Ah, life.  It is fascinating.  Life stories are fascinating.  Sometimes, putting aside a writer’s manuscripts and looking at their “mundane”, real world life proves to be as fascinating as the stories they tell.

Take Edgar Allan Poe.  I’ve read Poe, who hasn’t?  I’ve enjoyed “The Raven” and “The Tell-TaleEAP side Heart”, and appreciated that he took American literature on a dark and thrilling cant.  But it wasn’t until a friend pointed out that a new bronze statue of Poe had been erected in Boston, the place of his birth, that I began to reintroduce myself to his works, and find out more about the man who sits in such a solid niche of our literary history.

The statue is compelling; the story it tells in attitude – and placement – even more so.

It took Boston over 200 years to erect a statue of Poe.  Why?  Because he really didn’t like the place.  Yes, he was born there, in 1809 to Eliza and David Poe, two actors who had moved to Boston in 1807 with their performing troupe (there is even speculation that Edgar’s name came from the Shakespearean play they were performing at the time of his birth).  He had an older brother (William Henry, known by “Henry”, who was born shortly after the Poe’s settled in Boston) and a sister, Rosalie, who was one year younger than Edgar.

However, the family was in turmoil.  It’s strongly believed that Rosalie was only a half sister to little Eddy (his mother’s name for him), as David Poe abandoned the family about the time that Rosalie would have been conceived.  Poor Eliza Poe died of consumption (tuberculosis) in 1811, shortly after her daughter’s birth, leaving three small orphans in the wake of a shattered life.

The children were split up: four-year-old Henry went to live with his grandparents in Baltimore, and Edgar and Rosalie were sent to stay with separate families in Richmond, Virginia.  The siblings did remain in contact throughout their lives, and Henry, also a writer, was greatly influenced by his younger brother.  Sadly, Henry drank heavily and that most likely contributed to his death of tuberculosis at age 24 (in the same room and possibly even in the same bed that he shared with Edgar).  Equally tragic was the life of little Rosalie.  For reasons unknown (but speculated to be due to lack of proper care) she grew up to be a waif of a child, never “progressing beyond the developmental age of twelve” (according to historians at the Poe Museum).  Although she outlived both her brothers by many years, dying at age 68 (after decades of poverty, existing solely on the charity of others), she often said of herself that she felt “but half alive”.

**PROVIDED DATA**.
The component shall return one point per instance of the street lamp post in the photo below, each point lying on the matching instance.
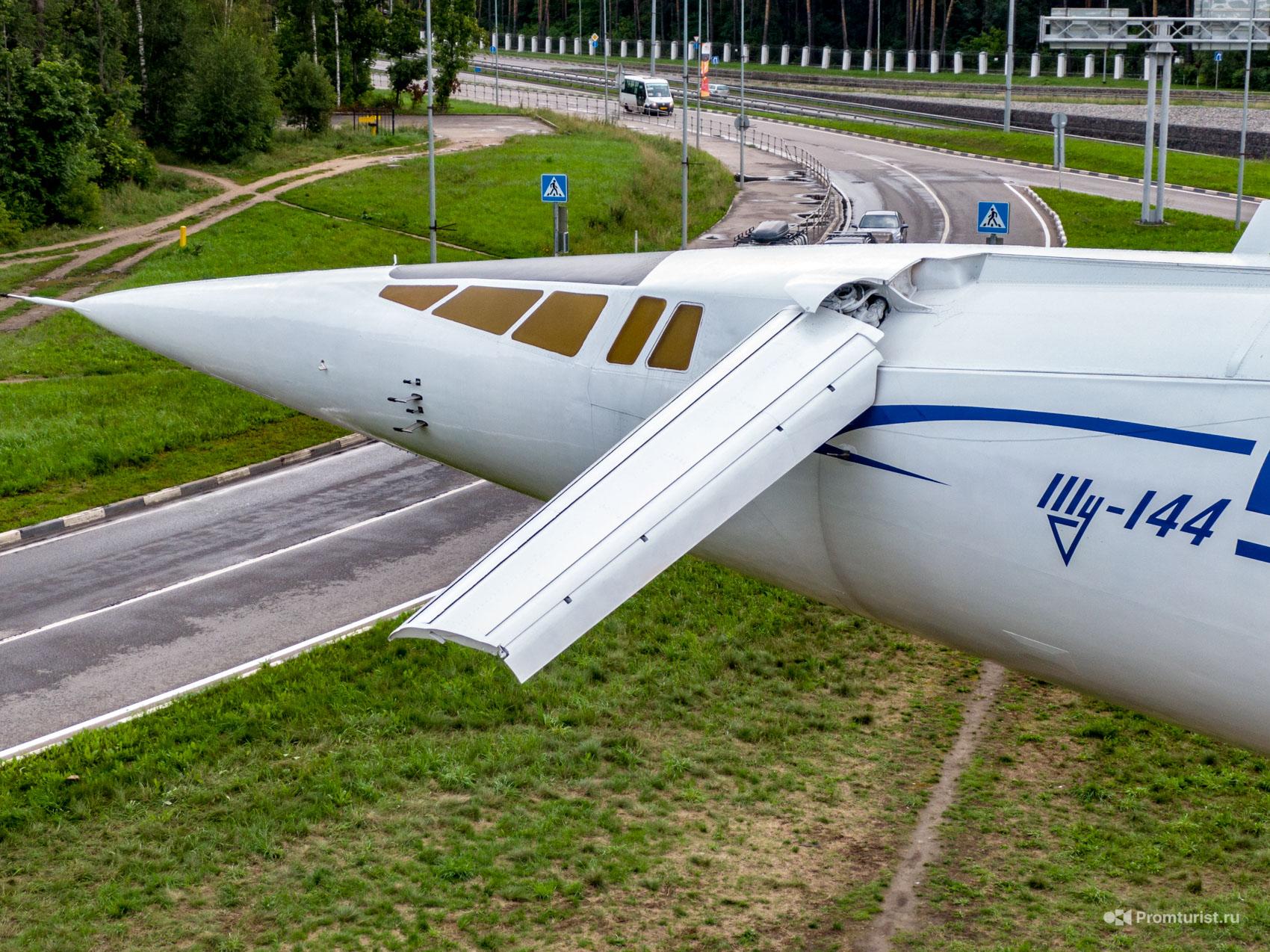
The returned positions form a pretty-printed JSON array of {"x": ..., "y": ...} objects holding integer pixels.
[{"x": 432, "y": 152}]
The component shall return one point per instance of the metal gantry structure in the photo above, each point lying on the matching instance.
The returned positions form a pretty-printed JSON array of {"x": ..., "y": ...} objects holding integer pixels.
[{"x": 1232, "y": 27}]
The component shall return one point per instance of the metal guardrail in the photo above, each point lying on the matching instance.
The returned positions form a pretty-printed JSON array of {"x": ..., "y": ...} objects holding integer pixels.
[{"x": 828, "y": 215}]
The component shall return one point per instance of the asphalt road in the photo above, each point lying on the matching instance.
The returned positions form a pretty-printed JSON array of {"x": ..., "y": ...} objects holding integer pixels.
[{"x": 128, "y": 609}]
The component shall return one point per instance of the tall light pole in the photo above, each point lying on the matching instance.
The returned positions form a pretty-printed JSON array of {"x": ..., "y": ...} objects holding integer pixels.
[
  {"x": 339, "y": 96},
  {"x": 740, "y": 125},
  {"x": 604, "y": 38},
  {"x": 432, "y": 152},
  {"x": 1010, "y": 64},
  {"x": 684, "y": 214},
  {"x": 651, "y": 45},
  {"x": 1244, "y": 129}
]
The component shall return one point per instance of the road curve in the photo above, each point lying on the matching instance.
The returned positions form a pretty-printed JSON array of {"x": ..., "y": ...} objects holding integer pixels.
[{"x": 123, "y": 611}]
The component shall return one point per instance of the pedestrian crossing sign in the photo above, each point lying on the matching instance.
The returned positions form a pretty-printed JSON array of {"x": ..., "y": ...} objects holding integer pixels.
[
  {"x": 555, "y": 188},
  {"x": 994, "y": 217}
]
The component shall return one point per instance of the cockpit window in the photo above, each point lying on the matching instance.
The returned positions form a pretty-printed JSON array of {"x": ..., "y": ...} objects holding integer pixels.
[
  {"x": 562, "y": 323},
  {"x": 418, "y": 297},
  {"x": 636, "y": 330},
  {"x": 493, "y": 309},
  {"x": 673, "y": 350}
]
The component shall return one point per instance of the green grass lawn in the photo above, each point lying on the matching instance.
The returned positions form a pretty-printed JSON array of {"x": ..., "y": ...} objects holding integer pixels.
[
  {"x": 620, "y": 182},
  {"x": 716, "y": 765},
  {"x": 1091, "y": 221},
  {"x": 292, "y": 149},
  {"x": 130, "y": 205},
  {"x": 96, "y": 417},
  {"x": 1074, "y": 807}
]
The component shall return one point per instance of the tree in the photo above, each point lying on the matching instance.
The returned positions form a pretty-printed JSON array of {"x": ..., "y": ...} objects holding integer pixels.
[
  {"x": 308, "y": 97},
  {"x": 229, "y": 108},
  {"x": 455, "y": 36},
  {"x": 46, "y": 121}
]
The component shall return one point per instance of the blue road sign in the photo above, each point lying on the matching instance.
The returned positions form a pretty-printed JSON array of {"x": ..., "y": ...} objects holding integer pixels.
[
  {"x": 555, "y": 188},
  {"x": 994, "y": 217}
]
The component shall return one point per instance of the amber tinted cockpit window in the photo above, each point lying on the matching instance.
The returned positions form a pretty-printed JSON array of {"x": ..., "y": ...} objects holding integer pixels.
[
  {"x": 634, "y": 333},
  {"x": 492, "y": 309},
  {"x": 673, "y": 350},
  {"x": 418, "y": 297},
  {"x": 563, "y": 322}
]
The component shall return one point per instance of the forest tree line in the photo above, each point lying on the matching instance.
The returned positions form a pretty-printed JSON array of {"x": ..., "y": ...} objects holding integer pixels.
[{"x": 89, "y": 88}]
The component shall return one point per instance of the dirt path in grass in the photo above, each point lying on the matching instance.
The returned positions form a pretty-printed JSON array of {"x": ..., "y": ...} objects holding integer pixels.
[
  {"x": 459, "y": 134},
  {"x": 899, "y": 906}
]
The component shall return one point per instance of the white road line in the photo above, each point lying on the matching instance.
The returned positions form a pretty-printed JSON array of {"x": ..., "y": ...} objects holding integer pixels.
[
  {"x": 174, "y": 501},
  {"x": 944, "y": 208},
  {"x": 1032, "y": 208},
  {"x": 158, "y": 701},
  {"x": 237, "y": 566}
]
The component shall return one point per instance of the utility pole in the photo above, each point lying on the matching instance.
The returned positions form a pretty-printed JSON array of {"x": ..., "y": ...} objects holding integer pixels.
[
  {"x": 651, "y": 45},
  {"x": 1244, "y": 129},
  {"x": 742, "y": 123},
  {"x": 1010, "y": 64},
  {"x": 432, "y": 152},
  {"x": 684, "y": 214}
]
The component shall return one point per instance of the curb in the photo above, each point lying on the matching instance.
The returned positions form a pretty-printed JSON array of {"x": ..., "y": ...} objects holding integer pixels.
[
  {"x": 1053, "y": 215},
  {"x": 76, "y": 520}
]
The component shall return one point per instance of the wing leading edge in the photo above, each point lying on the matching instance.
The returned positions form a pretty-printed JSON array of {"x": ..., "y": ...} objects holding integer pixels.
[{"x": 676, "y": 478}]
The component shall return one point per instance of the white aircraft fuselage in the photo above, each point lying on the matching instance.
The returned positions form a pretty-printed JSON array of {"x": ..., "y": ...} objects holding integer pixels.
[{"x": 1065, "y": 467}]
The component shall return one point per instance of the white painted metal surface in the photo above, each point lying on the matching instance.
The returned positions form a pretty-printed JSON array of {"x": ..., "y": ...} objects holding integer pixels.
[
  {"x": 690, "y": 467},
  {"x": 1067, "y": 466}
]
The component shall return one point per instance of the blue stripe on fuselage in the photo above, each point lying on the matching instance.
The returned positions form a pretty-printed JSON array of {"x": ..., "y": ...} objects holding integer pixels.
[{"x": 929, "y": 413}]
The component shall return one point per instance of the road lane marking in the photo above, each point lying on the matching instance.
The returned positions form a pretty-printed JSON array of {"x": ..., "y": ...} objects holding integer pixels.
[
  {"x": 944, "y": 208},
  {"x": 248, "y": 667},
  {"x": 1044, "y": 228},
  {"x": 237, "y": 566}
]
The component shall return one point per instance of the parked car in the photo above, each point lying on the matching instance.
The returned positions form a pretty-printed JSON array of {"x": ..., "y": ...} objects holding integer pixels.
[
  {"x": 883, "y": 225},
  {"x": 648, "y": 94},
  {"x": 849, "y": 238},
  {"x": 774, "y": 232}
]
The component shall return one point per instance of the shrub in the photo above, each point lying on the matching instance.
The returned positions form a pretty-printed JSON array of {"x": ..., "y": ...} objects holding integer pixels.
[
  {"x": 308, "y": 97},
  {"x": 229, "y": 108}
]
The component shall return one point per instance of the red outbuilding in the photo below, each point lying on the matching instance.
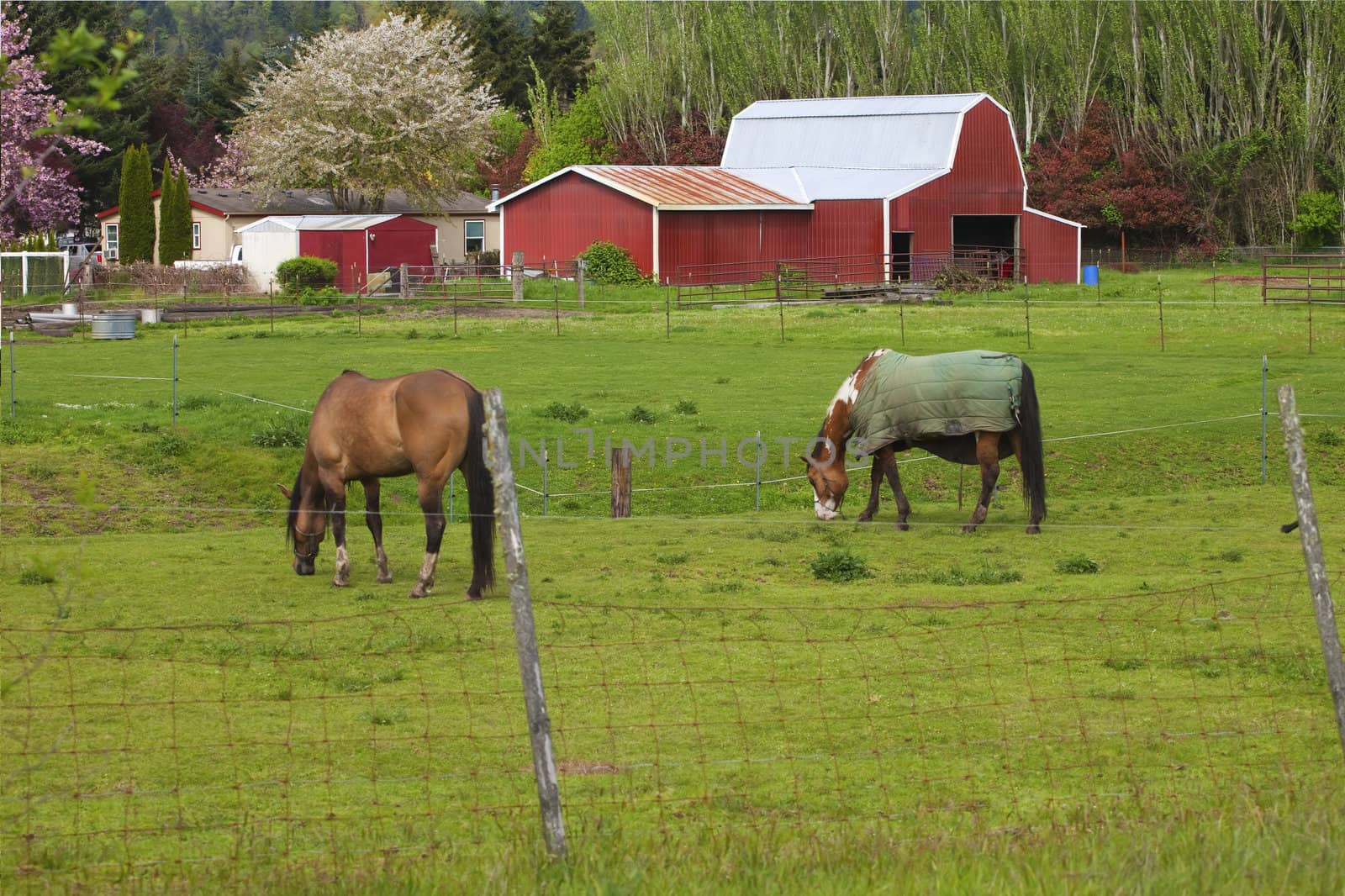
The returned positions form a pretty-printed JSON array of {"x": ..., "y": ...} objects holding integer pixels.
[
  {"x": 908, "y": 182},
  {"x": 363, "y": 244}
]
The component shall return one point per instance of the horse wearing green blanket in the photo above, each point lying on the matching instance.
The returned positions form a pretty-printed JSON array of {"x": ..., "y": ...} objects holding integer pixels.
[{"x": 968, "y": 407}]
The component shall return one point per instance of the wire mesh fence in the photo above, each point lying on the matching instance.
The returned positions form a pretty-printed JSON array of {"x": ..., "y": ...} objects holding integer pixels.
[{"x": 239, "y": 741}]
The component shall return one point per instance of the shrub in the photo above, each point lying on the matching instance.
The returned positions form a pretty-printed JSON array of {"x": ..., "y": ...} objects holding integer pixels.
[
  {"x": 840, "y": 566},
  {"x": 276, "y": 434},
  {"x": 322, "y": 296},
  {"x": 306, "y": 272},
  {"x": 1078, "y": 566},
  {"x": 609, "y": 262},
  {"x": 567, "y": 414}
]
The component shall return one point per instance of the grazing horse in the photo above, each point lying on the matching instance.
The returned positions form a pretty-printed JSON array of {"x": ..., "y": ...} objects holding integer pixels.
[
  {"x": 425, "y": 423},
  {"x": 968, "y": 407}
]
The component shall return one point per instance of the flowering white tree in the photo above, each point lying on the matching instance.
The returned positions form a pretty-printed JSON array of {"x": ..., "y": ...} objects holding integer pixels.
[
  {"x": 37, "y": 192},
  {"x": 367, "y": 112}
]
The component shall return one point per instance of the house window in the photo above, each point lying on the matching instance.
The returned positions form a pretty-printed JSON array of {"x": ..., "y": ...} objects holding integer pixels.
[{"x": 475, "y": 235}]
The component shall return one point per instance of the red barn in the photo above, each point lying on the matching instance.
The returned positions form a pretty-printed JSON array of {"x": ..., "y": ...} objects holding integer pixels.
[
  {"x": 905, "y": 179},
  {"x": 361, "y": 244}
]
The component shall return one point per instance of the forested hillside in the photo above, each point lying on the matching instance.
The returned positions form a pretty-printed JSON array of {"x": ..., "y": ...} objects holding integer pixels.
[{"x": 1177, "y": 123}]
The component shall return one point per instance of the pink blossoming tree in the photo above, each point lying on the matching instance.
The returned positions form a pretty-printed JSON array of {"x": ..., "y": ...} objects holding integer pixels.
[{"x": 37, "y": 188}]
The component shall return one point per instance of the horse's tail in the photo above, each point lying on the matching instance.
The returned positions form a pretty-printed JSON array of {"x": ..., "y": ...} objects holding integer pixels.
[
  {"x": 481, "y": 494},
  {"x": 1033, "y": 468}
]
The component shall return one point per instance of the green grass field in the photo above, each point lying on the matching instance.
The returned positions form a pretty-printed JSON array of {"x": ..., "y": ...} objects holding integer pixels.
[{"x": 1131, "y": 701}]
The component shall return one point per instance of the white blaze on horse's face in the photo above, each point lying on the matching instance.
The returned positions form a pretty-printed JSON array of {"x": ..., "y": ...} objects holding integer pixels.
[{"x": 826, "y": 494}]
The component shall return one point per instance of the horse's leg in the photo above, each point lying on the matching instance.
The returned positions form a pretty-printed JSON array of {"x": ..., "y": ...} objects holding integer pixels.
[
  {"x": 430, "y": 492},
  {"x": 1033, "y": 519},
  {"x": 376, "y": 528},
  {"x": 988, "y": 455},
  {"x": 336, "y": 501},
  {"x": 903, "y": 505},
  {"x": 880, "y": 461}
]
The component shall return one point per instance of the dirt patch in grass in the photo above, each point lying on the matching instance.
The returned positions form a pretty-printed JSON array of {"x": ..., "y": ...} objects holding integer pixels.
[
  {"x": 486, "y": 313},
  {"x": 585, "y": 767}
]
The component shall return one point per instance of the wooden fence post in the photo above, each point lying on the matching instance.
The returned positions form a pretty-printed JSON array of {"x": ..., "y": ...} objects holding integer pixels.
[
  {"x": 525, "y": 630},
  {"x": 1317, "y": 582},
  {"x": 620, "y": 483}
]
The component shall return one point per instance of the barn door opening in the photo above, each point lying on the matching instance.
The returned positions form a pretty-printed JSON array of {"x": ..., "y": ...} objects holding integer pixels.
[
  {"x": 986, "y": 245},
  {"x": 900, "y": 259}
]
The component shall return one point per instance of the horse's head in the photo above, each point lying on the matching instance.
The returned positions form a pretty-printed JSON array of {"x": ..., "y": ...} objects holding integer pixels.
[
  {"x": 829, "y": 483},
  {"x": 306, "y": 524},
  {"x": 826, "y": 466}
]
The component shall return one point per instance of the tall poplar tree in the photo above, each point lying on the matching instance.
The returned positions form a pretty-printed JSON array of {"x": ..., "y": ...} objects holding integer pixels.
[{"x": 136, "y": 206}]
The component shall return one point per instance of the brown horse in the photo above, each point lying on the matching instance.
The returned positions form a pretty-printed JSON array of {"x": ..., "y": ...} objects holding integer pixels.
[
  {"x": 1009, "y": 421},
  {"x": 425, "y": 423}
]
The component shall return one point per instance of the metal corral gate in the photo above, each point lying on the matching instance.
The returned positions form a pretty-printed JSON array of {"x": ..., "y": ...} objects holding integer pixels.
[
  {"x": 1304, "y": 277},
  {"x": 836, "y": 277}
]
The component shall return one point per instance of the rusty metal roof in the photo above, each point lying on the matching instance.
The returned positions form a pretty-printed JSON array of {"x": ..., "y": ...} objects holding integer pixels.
[
  {"x": 681, "y": 188},
  {"x": 676, "y": 187}
]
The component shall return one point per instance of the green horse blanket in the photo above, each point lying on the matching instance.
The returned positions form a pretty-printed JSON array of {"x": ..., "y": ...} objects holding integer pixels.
[{"x": 915, "y": 398}]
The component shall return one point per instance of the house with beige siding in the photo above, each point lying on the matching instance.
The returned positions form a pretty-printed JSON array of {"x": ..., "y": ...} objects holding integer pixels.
[{"x": 463, "y": 224}]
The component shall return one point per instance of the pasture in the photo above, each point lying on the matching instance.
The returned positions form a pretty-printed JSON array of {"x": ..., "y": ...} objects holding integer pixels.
[{"x": 741, "y": 701}]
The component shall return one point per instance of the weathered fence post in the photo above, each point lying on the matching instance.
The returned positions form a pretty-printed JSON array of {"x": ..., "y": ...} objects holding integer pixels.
[
  {"x": 620, "y": 483},
  {"x": 1317, "y": 582},
  {"x": 757, "y": 470},
  {"x": 1163, "y": 334},
  {"x": 13, "y": 401},
  {"x": 1264, "y": 372},
  {"x": 1026, "y": 315},
  {"x": 525, "y": 630}
]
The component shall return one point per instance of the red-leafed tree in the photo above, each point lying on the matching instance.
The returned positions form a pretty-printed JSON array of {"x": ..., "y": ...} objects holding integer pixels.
[{"x": 1084, "y": 177}]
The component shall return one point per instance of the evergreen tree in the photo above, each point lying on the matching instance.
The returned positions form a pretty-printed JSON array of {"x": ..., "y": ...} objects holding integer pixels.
[
  {"x": 560, "y": 50},
  {"x": 174, "y": 219},
  {"x": 499, "y": 53},
  {"x": 136, "y": 206},
  {"x": 228, "y": 87}
]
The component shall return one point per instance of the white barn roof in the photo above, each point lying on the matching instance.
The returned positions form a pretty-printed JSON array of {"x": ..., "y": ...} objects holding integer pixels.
[
  {"x": 847, "y": 147},
  {"x": 849, "y": 132},
  {"x": 273, "y": 224},
  {"x": 810, "y": 185}
]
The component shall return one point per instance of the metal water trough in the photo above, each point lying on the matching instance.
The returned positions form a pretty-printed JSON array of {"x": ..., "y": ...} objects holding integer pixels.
[{"x": 114, "y": 324}]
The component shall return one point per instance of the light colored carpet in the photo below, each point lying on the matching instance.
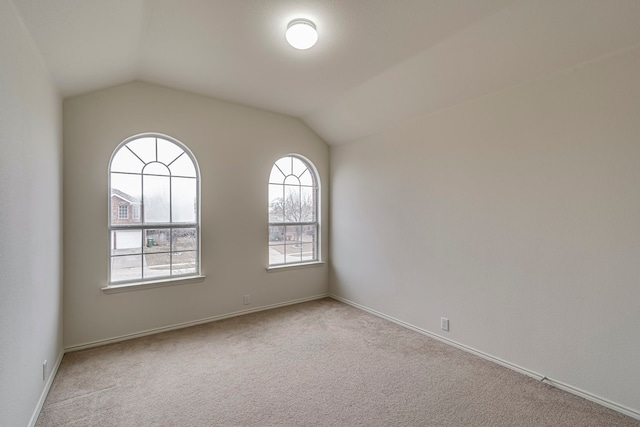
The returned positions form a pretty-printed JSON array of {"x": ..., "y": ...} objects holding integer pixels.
[{"x": 321, "y": 363}]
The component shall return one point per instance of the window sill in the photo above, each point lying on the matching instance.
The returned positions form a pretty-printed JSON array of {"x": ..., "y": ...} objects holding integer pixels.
[
  {"x": 137, "y": 286},
  {"x": 284, "y": 267}
]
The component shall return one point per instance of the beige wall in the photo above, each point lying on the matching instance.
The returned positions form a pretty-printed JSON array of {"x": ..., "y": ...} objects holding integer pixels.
[
  {"x": 30, "y": 223},
  {"x": 517, "y": 216},
  {"x": 235, "y": 147}
]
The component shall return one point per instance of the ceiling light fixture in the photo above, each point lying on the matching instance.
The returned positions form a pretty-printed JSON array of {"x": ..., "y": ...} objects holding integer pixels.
[{"x": 301, "y": 34}]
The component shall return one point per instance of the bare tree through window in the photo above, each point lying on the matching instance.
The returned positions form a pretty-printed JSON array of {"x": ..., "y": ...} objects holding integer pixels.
[{"x": 158, "y": 178}]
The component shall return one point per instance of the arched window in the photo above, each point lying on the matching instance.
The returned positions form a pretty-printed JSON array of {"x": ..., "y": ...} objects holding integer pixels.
[
  {"x": 154, "y": 206},
  {"x": 293, "y": 212}
]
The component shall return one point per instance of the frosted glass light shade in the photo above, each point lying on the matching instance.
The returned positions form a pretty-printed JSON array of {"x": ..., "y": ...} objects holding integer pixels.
[{"x": 301, "y": 34}]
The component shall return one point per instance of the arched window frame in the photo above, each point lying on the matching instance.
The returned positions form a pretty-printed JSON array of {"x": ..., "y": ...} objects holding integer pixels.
[
  {"x": 181, "y": 230},
  {"x": 294, "y": 240}
]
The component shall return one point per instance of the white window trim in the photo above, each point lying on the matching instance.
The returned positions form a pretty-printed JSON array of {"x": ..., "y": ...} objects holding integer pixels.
[
  {"x": 136, "y": 286},
  {"x": 120, "y": 211},
  {"x": 284, "y": 267}
]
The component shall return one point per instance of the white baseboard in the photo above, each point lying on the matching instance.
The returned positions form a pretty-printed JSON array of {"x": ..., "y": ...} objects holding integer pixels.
[
  {"x": 188, "y": 324},
  {"x": 45, "y": 391},
  {"x": 566, "y": 387}
]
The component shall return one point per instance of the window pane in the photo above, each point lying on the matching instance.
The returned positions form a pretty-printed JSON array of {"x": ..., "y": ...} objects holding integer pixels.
[
  {"x": 156, "y": 199},
  {"x": 276, "y": 203},
  {"x": 124, "y": 268},
  {"x": 126, "y": 242},
  {"x": 292, "y": 204},
  {"x": 157, "y": 265},
  {"x": 145, "y": 148},
  {"x": 298, "y": 167},
  {"x": 156, "y": 168},
  {"x": 126, "y": 161},
  {"x": 309, "y": 246},
  {"x": 306, "y": 178},
  {"x": 185, "y": 263},
  {"x": 292, "y": 180},
  {"x": 308, "y": 210},
  {"x": 276, "y": 254},
  {"x": 157, "y": 240},
  {"x": 125, "y": 192},
  {"x": 184, "y": 199},
  {"x": 276, "y": 235},
  {"x": 183, "y": 166},
  {"x": 293, "y": 253},
  {"x": 167, "y": 151},
  {"x": 184, "y": 239},
  {"x": 276, "y": 176},
  {"x": 285, "y": 165}
]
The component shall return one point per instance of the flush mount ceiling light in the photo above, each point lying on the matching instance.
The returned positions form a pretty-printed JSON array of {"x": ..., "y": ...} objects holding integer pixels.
[{"x": 301, "y": 34}]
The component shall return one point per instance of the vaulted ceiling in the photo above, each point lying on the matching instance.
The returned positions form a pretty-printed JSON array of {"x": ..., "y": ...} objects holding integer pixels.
[{"x": 377, "y": 63}]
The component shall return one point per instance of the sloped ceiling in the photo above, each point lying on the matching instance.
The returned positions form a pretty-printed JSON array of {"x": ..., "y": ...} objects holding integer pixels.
[{"x": 377, "y": 64}]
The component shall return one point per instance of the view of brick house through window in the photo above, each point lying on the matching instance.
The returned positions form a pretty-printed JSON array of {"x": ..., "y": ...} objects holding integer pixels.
[
  {"x": 293, "y": 212},
  {"x": 154, "y": 216}
]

**TASK BRIEF**. Put this sentence from the essay on Edgar Allan Poe into Spanish: "The children were split up: four-year-old Henry went to live with his grandparents in Baltimore, and Edgar and Rosalie were sent to stay with separate families in Richmond, Virginia."

**EXERCISE RESULT**. Los niños fueron separados: Henry, de cuatro años, se fue a vivir con sus abuelos a Baltimore, y Edgar y Rosalie fueron enviados a vivir con familias distintas en Richmond, Virginia.